* [What to do]: Pick up the Borden Base Line text after its final sentence and continue it.

The Borden Base Line is a historic survey line (7.42 miles, 39009.73 ft long) running north–south through Hatfield and South Deerfield, Massachusetts. It was completed in 1831. It was designated a National Historic Civil Engineering Landmark by the American Society of Civil Engineers in 1981.

The baseline measurement was the first project of its kind undertaken in America, and essential for Massachusetts' pioneering Trigonometrical Survey, performed under chief engineer Robert Treat Paine. Its careful measurement was critical since the accuracy of the whole triangulation network depended on it.

The baseline was measured with greater accuracy than previously possible by using a new measuring device invented by Simeon Borden, which employed a bi-metallic measuring instrument to provide constant readings despite temperature variations. His apparatus was 50 ft long, enclosed in a tube, and employed with four compound microscopes.

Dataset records
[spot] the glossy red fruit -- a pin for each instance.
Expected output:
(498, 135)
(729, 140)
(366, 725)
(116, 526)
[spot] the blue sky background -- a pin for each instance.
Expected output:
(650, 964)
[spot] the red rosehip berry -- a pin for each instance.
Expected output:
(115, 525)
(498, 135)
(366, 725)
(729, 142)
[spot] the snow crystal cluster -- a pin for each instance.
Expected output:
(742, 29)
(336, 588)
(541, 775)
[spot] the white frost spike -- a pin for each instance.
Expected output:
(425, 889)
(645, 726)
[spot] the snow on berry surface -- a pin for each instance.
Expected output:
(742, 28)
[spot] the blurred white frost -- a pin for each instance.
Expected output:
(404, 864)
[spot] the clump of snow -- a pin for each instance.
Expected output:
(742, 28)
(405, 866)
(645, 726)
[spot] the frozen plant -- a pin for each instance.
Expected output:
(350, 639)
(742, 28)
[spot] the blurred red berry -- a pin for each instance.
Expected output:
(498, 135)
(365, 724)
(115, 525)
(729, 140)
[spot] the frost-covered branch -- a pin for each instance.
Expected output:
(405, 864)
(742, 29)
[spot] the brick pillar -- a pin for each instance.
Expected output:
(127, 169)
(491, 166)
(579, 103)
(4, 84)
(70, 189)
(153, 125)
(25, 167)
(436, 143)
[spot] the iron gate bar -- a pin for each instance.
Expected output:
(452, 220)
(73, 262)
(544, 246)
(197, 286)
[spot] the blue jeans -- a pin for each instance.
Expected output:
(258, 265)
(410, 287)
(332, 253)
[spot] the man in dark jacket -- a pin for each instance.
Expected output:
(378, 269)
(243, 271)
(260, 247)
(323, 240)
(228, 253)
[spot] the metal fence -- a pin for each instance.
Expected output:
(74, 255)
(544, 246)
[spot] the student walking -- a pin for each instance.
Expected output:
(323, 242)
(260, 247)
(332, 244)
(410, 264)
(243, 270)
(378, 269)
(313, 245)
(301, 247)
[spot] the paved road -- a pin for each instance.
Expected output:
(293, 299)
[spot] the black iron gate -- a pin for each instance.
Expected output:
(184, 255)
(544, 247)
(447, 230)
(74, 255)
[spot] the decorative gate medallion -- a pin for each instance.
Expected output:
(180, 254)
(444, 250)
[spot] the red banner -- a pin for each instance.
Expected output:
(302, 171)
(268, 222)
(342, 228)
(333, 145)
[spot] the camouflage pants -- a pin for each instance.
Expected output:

* [Task response]:
Borden was a highly competent engineer whose ability was widely recognized. Indeed, the entire project became generally known as the Borden Survey. He measured the baseline with a nominal accuracy of better than one part in 5 million. As Professor A. D. Butterfield has written, "The work performed and results obtained far surpassed in magnitude and attainment of any previous work of this kind in America."

It appears that the north end of the baseline lies just south of the intersection of today's Route 116 and Route 5 in South Deerfield, Massachusetts. According to the Valley Historians, the south end is still marked by a copper plug set into a boulder, located in the back yard of the house at 30 Bridge Street, Hatfield, Massachusetts.